Dataset items

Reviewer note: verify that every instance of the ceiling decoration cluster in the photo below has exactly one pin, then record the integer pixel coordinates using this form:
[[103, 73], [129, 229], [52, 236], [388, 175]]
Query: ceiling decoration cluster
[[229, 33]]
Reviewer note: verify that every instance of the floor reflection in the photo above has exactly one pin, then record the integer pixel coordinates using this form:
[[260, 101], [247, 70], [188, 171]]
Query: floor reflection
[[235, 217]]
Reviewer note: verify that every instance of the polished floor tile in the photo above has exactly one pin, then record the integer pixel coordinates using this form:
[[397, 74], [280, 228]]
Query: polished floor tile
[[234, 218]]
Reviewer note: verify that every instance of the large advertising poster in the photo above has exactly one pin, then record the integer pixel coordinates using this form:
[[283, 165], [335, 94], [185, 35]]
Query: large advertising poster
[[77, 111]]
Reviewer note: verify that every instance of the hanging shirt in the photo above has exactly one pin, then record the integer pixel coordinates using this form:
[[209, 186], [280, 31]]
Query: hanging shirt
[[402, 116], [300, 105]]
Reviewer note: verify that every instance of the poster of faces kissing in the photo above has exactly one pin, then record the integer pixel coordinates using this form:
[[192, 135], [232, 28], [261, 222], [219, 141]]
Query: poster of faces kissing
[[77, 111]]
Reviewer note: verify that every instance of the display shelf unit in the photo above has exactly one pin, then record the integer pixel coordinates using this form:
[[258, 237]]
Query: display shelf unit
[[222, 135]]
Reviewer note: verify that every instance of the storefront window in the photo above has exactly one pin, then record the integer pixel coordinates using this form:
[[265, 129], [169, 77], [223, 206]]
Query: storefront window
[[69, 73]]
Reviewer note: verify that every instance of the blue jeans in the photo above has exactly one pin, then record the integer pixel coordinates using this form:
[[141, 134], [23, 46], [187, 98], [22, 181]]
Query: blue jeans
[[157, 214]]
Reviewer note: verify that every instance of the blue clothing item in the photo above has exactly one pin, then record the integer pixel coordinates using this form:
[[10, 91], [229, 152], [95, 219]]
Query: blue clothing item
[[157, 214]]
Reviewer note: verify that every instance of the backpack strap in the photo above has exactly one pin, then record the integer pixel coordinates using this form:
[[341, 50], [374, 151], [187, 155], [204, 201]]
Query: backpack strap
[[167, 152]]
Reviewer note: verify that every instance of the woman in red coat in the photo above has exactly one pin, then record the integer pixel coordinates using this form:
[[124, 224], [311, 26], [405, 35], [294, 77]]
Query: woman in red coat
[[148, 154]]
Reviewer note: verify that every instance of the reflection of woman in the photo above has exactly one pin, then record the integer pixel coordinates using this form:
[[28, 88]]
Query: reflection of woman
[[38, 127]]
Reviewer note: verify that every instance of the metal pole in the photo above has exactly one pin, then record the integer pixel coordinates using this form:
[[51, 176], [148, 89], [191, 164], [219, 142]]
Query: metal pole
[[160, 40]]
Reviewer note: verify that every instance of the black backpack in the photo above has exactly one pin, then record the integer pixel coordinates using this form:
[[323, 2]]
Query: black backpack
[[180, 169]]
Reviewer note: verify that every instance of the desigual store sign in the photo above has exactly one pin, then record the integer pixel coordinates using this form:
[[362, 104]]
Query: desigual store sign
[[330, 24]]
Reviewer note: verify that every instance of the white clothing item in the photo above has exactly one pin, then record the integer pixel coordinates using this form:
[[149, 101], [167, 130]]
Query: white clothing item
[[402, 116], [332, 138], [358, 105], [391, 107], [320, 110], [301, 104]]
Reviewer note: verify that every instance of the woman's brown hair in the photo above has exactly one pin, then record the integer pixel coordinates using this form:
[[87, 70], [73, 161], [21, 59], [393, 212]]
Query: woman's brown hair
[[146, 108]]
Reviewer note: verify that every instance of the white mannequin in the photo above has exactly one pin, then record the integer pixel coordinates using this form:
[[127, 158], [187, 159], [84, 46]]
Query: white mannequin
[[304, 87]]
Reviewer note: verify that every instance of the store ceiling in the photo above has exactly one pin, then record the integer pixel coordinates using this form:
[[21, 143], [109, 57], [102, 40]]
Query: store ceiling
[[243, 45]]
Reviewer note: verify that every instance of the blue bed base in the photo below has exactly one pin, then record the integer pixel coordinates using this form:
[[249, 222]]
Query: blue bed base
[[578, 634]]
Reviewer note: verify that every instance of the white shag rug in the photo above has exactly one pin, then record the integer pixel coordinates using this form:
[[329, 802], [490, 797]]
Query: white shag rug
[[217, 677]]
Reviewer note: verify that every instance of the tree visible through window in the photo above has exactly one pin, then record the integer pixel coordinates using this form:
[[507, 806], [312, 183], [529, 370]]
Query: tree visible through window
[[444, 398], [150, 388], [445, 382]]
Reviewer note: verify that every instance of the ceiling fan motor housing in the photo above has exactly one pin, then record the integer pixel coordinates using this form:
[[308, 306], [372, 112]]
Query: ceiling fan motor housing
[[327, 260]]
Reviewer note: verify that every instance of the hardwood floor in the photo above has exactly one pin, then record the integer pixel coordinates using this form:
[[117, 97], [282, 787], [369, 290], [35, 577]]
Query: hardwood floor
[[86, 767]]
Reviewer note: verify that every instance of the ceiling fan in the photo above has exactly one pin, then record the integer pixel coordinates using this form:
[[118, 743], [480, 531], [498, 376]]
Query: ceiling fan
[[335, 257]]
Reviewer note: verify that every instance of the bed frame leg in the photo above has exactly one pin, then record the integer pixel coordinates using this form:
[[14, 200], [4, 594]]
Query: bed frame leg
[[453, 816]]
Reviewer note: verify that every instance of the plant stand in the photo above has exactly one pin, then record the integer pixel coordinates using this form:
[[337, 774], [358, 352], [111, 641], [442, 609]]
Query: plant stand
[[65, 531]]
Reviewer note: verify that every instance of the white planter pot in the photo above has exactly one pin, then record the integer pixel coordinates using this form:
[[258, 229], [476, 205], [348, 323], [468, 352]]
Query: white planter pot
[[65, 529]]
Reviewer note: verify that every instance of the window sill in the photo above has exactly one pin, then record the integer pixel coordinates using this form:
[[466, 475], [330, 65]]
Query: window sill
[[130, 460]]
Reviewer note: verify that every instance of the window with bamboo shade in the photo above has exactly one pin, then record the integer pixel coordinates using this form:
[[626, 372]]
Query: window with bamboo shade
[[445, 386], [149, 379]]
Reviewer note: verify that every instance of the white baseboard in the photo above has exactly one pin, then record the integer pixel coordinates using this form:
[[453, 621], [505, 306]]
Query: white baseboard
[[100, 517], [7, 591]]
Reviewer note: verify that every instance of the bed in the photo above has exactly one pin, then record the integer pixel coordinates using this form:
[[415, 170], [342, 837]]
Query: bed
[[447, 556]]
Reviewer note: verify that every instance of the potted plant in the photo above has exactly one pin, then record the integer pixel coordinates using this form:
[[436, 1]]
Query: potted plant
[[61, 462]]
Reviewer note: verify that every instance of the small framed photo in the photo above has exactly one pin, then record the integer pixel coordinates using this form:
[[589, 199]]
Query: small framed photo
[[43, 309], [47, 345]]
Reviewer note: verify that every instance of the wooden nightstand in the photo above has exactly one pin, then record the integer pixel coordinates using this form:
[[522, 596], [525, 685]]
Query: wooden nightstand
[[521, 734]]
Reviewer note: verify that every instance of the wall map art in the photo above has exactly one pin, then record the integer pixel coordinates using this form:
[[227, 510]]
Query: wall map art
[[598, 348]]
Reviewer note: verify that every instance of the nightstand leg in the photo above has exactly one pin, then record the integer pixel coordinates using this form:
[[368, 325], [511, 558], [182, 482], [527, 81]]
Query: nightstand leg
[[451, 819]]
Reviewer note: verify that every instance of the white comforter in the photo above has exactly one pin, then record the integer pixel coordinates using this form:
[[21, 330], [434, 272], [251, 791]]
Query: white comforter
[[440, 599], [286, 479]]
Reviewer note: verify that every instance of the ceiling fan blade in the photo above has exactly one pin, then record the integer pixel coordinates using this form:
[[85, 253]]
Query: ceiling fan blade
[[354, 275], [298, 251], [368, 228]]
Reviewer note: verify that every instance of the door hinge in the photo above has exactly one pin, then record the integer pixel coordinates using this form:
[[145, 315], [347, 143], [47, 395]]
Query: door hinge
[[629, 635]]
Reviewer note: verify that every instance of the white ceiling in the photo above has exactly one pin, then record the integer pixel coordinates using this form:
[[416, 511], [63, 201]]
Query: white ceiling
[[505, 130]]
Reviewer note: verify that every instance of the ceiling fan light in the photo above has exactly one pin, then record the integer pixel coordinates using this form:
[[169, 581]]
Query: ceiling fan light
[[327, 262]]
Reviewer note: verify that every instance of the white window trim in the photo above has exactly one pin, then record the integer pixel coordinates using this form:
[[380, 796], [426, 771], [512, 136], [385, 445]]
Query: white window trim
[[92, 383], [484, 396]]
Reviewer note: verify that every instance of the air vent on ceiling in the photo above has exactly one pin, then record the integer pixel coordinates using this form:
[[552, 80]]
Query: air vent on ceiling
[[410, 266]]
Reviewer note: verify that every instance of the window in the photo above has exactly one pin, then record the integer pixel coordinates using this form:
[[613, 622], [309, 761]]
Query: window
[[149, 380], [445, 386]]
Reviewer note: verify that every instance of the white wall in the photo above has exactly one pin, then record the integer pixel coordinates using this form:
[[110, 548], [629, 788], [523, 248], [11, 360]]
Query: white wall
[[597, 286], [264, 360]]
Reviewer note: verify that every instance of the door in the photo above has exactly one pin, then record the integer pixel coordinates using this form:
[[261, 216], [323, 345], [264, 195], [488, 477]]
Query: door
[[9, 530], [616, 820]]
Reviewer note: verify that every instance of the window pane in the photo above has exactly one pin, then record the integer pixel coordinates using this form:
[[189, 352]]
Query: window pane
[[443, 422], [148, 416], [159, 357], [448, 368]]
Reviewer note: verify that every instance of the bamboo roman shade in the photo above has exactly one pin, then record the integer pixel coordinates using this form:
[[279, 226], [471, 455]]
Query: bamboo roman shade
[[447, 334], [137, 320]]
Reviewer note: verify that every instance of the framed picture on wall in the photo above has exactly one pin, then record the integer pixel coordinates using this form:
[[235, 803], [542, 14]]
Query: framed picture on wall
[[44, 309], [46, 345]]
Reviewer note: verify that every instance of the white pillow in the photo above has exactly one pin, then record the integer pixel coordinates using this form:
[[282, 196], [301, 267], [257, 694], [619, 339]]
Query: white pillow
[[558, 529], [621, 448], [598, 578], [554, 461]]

What you should do >>
Beginning with the line that has "Query: black backpack" and ending with the line that has "[[149, 101], [167, 130]]", set down the lines above exactly and include no others.

Output of the exercise >>
Query: black backpack
[[180, 169]]
Reviewer note: verify that every instance of the desigual store sign in the photo above has exactly one pin, then record the integer pixel coordinates using this form:
[[362, 104]]
Query: desigual store sign
[[330, 24]]
Reviewer note: verify that every instance of the white clothing item in the photo above has exactly one pin, then record the integer pixel coordinates using this form:
[[149, 101], [167, 130]]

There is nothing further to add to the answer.